*WHAT THIS TASK INVOLVES:*
In the listing below, copy out the lines from the one containing "of the butterfly." through the last line, including both ends.

[Source data]

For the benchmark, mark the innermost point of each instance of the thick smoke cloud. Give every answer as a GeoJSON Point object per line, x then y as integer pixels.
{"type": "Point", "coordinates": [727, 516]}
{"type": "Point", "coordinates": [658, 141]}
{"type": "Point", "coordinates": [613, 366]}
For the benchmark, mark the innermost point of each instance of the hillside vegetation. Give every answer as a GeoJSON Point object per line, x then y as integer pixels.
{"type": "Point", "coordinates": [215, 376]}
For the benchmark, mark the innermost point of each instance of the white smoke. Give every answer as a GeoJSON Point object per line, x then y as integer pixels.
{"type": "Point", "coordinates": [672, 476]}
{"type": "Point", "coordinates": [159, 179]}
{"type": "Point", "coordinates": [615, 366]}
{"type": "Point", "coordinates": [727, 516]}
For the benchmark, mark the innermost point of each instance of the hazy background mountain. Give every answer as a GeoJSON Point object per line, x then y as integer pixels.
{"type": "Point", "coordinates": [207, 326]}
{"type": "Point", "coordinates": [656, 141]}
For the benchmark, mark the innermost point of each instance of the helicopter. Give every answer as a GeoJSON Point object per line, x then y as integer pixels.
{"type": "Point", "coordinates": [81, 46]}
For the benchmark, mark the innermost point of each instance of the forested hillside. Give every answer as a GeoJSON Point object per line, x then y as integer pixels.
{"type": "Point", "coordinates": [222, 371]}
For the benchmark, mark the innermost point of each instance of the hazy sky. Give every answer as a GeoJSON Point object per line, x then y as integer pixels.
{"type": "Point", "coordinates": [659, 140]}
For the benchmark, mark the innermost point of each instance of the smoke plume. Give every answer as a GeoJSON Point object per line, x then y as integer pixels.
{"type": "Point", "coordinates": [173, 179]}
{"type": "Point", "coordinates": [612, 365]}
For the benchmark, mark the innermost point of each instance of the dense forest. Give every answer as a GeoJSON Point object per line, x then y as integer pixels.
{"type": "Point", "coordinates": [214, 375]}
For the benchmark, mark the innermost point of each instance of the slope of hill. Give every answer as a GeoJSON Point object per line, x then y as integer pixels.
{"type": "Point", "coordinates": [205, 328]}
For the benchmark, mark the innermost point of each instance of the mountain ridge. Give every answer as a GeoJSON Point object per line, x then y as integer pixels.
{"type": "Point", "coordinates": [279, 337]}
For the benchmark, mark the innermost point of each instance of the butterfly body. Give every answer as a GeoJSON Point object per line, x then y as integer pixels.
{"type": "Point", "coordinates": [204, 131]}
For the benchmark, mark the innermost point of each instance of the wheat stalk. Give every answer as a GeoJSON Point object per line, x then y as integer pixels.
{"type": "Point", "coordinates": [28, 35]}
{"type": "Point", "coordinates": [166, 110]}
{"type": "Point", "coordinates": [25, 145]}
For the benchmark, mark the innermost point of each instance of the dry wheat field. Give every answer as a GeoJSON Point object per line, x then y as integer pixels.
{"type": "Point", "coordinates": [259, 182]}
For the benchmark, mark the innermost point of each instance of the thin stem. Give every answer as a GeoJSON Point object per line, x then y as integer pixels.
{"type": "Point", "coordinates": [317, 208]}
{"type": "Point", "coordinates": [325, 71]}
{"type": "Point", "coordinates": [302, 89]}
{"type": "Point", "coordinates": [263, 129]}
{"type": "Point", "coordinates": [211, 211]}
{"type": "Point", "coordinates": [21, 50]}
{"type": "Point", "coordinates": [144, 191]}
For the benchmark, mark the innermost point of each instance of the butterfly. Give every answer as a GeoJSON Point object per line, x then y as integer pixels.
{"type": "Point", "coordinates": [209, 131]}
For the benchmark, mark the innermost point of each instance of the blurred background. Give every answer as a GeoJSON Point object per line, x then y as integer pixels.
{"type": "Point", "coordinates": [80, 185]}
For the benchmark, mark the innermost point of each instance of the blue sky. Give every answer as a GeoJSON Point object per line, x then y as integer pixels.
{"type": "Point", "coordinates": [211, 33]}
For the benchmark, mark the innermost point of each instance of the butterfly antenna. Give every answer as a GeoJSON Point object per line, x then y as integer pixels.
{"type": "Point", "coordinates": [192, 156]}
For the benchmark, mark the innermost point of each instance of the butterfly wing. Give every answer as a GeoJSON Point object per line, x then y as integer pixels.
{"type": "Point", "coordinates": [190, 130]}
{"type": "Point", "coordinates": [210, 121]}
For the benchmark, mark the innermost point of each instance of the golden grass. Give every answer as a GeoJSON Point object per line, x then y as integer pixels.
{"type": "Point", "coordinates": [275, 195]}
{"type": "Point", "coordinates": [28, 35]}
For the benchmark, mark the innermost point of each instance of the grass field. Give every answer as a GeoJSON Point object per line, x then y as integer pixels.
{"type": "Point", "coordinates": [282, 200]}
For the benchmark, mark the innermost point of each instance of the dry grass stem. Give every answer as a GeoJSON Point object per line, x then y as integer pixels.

*OUTPUT:*
For the benchmark, mark the innermost point of each instance of the butterfly. Give every answer as a GeoJSON Point object per line, x then y as integer pixels.
{"type": "Point", "coordinates": [209, 131]}
For the benchmark, mark the innermost point of each instance of the blurred background. Give every answer as a GeoJSON Point object per line, x then y as integer pixels.
{"type": "Point", "coordinates": [80, 185]}
For the benchmark, mark the innermost point of each instance of the blue sky. Give every answer as a GeoJSON Point object per line, x then y as integer pixels.
{"type": "Point", "coordinates": [211, 33]}
For the benchmark, mark the innermost point of each instance of the butterfly antenna. Give every answer as a GeoJSON Point object per line, x then y as integer pixels.
{"type": "Point", "coordinates": [192, 156]}
For the benchmark, mark the innermost point of each instance of the butterfly wing. Give every answer as a GeoJSON Point object per line, x then y as integer pixels.
{"type": "Point", "coordinates": [190, 130]}
{"type": "Point", "coordinates": [210, 121]}
For the benchmark, mark the innermost point of each instance of the golden grass. Give every answer as a GeoJSON Point object per line, x then y as integer pixels.
{"type": "Point", "coordinates": [275, 195]}
{"type": "Point", "coordinates": [28, 35]}
For the benchmark, mark the innermost point of each instance of the grass field. Give every answer as a GeoJSON Point object per line, x then y as integer pixels.
{"type": "Point", "coordinates": [282, 200]}
For the benchmark, mark the innermost point of each instance of the dry grass stem. Give every answer as a GeoJSON Point object per line, x then y as integer pixels.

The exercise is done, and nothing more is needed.